Task item: Please give an exact transcription of the lines below, from the one that contains "Locate the foam" to the very last, with no other lines.

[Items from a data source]
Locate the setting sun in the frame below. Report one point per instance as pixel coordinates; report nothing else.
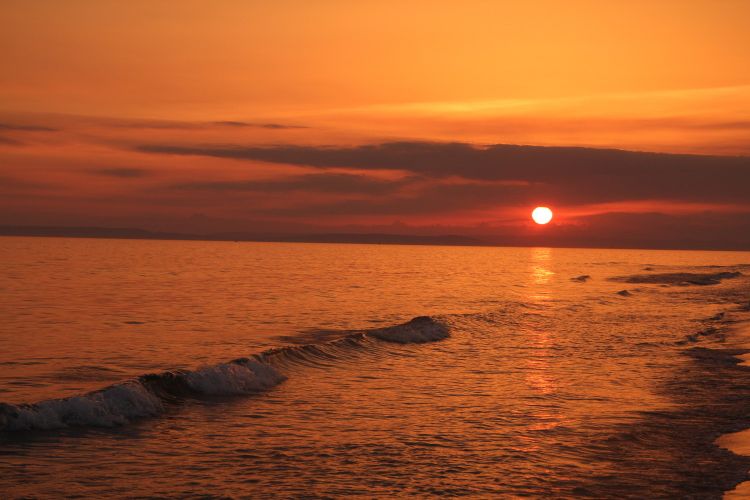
(541, 215)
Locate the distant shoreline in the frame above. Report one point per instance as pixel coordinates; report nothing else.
(344, 238)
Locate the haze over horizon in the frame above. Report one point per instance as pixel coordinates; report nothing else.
(422, 119)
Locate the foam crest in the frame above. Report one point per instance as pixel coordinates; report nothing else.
(148, 395)
(115, 405)
(419, 330)
(235, 378)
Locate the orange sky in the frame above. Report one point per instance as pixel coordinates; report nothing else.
(96, 96)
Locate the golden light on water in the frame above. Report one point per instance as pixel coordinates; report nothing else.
(541, 215)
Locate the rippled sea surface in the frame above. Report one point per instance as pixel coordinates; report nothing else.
(173, 368)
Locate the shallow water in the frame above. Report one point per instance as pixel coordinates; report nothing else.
(547, 385)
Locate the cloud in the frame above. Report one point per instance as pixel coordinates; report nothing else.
(194, 125)
(121, 172)
(10, 142)
(26, 128)
(238, 124)
(326, 183)
(570, 175)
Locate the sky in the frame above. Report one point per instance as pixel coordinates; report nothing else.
(630, 119)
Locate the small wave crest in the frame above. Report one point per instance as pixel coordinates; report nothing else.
(148, 395)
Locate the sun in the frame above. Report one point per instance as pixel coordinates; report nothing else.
(541, 215)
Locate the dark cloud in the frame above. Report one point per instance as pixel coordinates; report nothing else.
(121, 172)
(427, 199)
(188, 125)
(9, 142)
(563, 174)
(26, 128)
(230, 123)
(327, 183)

Completed task:
Locate the foam crest in the frame above. Report one point per instance as pixel coordinates; report nothing else.
(148, 395)
(115, 405)
(419, 330)
(235, 378)
Locate the orange sky in the frame above. Report one point per instance as pixel coordinates; report nothing else.
(96, 96)
Locate the golden light on water in the frame above. Report one point per instance as pixel coordinates; report nothing else.
(541, 215)
Locate the rippled sea surface in the frame above. Report one point per instance as pixel coordinates; report nothing else.
(173, 368)
Locate the shallow water in the frame above. Report one point per instance as pixel coordinates; report nothing else.
(547, 385)
Locate the cloud in the frame above. Report one point per instance as pixel coordinates; report nothing else.
(194, 125)
(121, 172)
(10, 142)
(26, 128)
(238, 124)
(326, 183)
(570, 175)
Locate the sky in the frame above. Report one point per instance as pixel coordinates; report nothing else.
(630, 119)
Locate the small wave crest in the frame above. Report one point per instance as pixel coordinates; report nothing else.
(148, 395)
Locate the sun in the frame above. Report one point per instance as pixel coordinates; report nothing else.
(541, 215)
Locate the dark cloud in the frame above. Report one point per instance as pixel coordinates; report nothing else.
(121, 172)
(427, 199)
(188, 125)
(9, 142)
(563, 174)
(26, 128)
(230, 123)
(327, 183)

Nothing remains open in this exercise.